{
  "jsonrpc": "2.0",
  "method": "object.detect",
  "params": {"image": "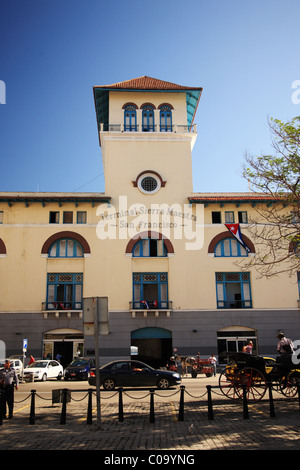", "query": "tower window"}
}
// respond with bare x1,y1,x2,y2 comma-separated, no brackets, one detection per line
142,105,155,132
124,105,137,131
160,106,172,132
137,172,161,194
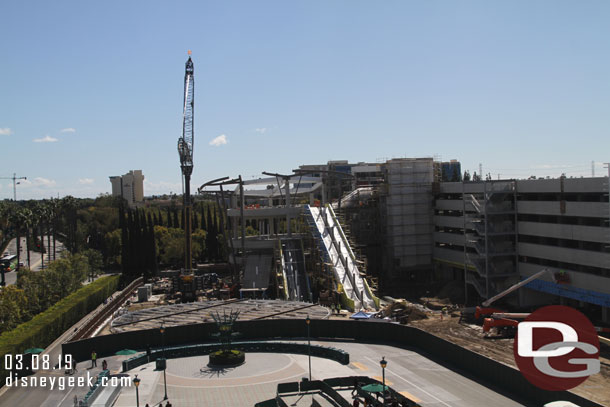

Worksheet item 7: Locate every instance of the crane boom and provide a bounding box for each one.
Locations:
[177,51,195,273]
[482,268,550,307]
[178,54,194,173]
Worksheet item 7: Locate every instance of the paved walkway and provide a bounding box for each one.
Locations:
[0,339,529,406]
[111,341,526,407]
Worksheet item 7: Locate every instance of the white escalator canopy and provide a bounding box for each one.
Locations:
[306,205,377,310]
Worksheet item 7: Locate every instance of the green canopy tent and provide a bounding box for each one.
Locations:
[24,348,44,354]
[115,349,138,356]
[360,383,388,393]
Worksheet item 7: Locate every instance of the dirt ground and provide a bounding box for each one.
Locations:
[411,312,610,406]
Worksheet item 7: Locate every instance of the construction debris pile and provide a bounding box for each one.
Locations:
[379,299,428,324]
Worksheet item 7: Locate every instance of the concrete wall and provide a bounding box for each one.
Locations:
[517,201,608,218]
[516,177,607,193]
[518,221,608,244]
[519,242,610,270]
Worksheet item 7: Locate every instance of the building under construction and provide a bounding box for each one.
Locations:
[201,157,610,324]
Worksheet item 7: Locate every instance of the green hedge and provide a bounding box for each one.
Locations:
[0,275,119,384]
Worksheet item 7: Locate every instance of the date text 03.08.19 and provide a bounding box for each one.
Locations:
[4,354,74,371]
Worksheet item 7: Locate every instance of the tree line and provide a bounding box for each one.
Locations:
[0,252,101,332]
[118,201,227,277]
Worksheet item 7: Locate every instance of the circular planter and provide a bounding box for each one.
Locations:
[208,350,245,367]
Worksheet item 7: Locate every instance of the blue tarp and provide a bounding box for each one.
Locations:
[350,311,373,319]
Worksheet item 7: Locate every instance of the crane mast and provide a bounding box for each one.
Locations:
[178,51,194,273]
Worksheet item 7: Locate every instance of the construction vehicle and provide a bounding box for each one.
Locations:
[483,311,610,339]
[463,268,552,323]
[482,317,519,337]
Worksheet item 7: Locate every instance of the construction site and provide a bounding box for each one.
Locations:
[171,154,608,405]
[53,53,609,406]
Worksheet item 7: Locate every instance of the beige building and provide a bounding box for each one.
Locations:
[109,170,144,207]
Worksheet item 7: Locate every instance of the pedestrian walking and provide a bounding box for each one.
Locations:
[102,360,107,370]
[91,350,97,368]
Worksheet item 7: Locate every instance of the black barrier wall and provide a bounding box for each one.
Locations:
[62,319,601,407]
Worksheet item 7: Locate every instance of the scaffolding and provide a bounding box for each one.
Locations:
[381,158,435,280]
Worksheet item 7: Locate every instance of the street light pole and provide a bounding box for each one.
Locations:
[306,316,311,381]
[133,375,141,407]
[160,325,168,400]
[380,356,387,405]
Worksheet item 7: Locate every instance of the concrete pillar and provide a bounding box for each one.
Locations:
[285,179,291,236]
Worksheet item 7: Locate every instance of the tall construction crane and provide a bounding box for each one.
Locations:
[178,51,194,273]
[1,173,27,201]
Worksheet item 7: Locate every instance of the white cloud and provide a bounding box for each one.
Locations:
[78,178,94,185]
[209,134,228,147]
[33,135,58,143]
[35,177,56,187]
[255,128,267,134]
[0,128,12,136]
[20,177,57,188]
[60,128,76,133]
[532,164,576,169]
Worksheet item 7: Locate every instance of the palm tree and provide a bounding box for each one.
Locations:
[0,202,12,253]
[16,207,34,268]
[61,196,78,254]
[4,203,21,268]
[33,202,49,269]
[49,198,60,260]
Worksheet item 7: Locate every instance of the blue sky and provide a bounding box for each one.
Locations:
[2,1,609,199]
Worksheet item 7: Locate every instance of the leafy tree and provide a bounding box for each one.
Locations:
[0,285,29,332]
[173,209,180,230]
[81,248,104,276]
[167,207,173,228]
[155,226,184,266]
[104,229,121,267]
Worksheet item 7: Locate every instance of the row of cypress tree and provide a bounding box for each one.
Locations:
[119,202,225,277]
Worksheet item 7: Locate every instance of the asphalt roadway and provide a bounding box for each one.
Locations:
[2,237,65,286]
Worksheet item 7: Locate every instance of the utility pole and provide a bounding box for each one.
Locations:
[239,175,246,273]
[604,163,610,230]
[0,173,27,201]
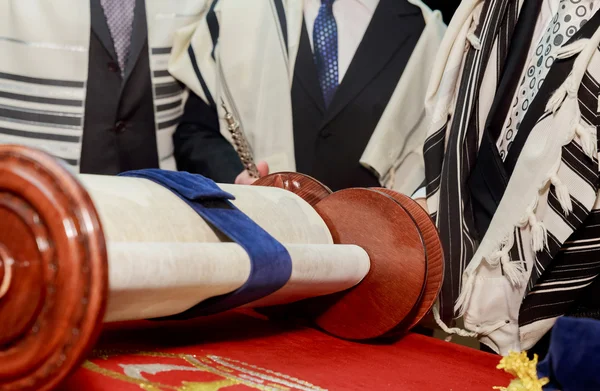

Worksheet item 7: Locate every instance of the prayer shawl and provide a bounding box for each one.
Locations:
[168,0,446,194]
[0,0,204,171]
[424,0,600,354]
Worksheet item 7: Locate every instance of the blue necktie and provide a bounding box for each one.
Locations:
[313,0,338,107]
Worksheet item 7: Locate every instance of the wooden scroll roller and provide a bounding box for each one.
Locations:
[0,145,443,391]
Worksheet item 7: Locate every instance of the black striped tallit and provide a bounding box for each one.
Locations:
[519,68,600,329]
[424,0,521,323]
[0,71,86,166]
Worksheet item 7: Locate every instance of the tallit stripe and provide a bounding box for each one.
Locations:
[273,0,288,52]
[188,45,216,108]
[0,133,80,164]
[0,126,79,142]
[153,70,171,78]
[60,157,79,165]
[0,71,84,88]
[547,189,588,231]
[496,0,518,81]
[0,90,81,107]
[160,153,174,162]
[155,82,183,98]
[157,99,182,112]
[207,0,220,60]
[0,106,81,127]
[516,225,528,271]
[158,116,182,130]
[151,47,172,55]
[562,142,598,188]
[423,125,447,198]
[520,212,600,327]
[534,274,597,288]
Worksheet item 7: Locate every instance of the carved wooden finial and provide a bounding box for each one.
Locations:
[0,145,108,391]
[253,172,332,207]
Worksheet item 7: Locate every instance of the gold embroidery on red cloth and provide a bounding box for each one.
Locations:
[83,351,326,391]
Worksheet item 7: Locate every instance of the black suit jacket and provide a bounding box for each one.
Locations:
[80,0,159,175]
[174,0,425,190]
[423,0,460,23]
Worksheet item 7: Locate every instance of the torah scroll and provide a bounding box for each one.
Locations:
[0,145,443,391]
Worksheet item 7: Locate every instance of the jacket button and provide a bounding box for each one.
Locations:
[320,130,332,139]
[107,62,119,73]
[114,121,127,133]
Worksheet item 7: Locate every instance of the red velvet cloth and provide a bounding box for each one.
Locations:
[60,311,511,390]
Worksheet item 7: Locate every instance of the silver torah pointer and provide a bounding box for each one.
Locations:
[220,99,260,178]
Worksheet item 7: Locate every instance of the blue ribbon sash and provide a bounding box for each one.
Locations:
[119,169,293,317]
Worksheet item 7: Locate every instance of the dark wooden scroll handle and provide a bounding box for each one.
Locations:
[0,145,108,391]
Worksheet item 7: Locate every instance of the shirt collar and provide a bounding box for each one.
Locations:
[307,0,380,14]
[355,0,380,14]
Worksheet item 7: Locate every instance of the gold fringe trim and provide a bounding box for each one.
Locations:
[494,351,549,391]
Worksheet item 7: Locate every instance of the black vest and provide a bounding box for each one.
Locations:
[80,0,159,175]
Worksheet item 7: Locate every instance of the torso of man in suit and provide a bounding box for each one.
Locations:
[174,0,425,192]
[80,0,159,175]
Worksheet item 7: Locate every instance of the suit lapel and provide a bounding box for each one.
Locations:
[285,0,304,83]
[90,0,118,62]
[294,19,326,113]
[320,0,421,128]
[123,0,147,85]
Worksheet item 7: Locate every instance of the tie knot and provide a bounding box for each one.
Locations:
[321,0,335,8]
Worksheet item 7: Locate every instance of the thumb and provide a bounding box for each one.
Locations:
[256,161,270,177]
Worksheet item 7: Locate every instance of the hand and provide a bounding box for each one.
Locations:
[234,161,269,185]
[415,197,428,213]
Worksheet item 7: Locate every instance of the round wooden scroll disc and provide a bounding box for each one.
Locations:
[253,172,332,206]
[308,188,427,340]
[372,189,444,332]
[0,145,108,391]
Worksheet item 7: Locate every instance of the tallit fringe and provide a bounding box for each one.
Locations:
[530,221,548,253]
[576,122,597,159]
[467,33,481,50]
[485,233,524,288]
[433,301,478,338]
[550,173,572,214]
[517,200,547,252]
[502,258,525,287]
[556,38,590,59]
[545,84,567,113]
[546,73,579,113]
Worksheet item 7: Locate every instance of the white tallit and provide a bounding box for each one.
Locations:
[168,0,446,194]
[0,0,205,171]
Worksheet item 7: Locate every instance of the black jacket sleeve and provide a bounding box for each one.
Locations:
[173,91,244,183]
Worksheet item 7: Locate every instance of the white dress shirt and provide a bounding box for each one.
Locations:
[303,0,379,83]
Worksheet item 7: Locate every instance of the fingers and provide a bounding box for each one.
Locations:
[257,161,269,177]
[234,161,270,185]
[234,170,256,185]
[415,197,428,213]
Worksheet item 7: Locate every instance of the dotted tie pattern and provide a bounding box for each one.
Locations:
[498,0,594,160]
[100,0,136,76]
[313,0,339,107]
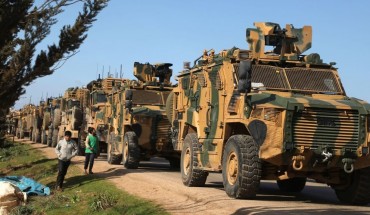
──────
What to do -
From the entries above, show each line that includes the string "building".

Task response -
Worksheet item 7: Locate every instance of the building under construction and provide a bounding box for each one.
Worksheet item 7: Locate every instance of the beige building and provide a bounding box for each one.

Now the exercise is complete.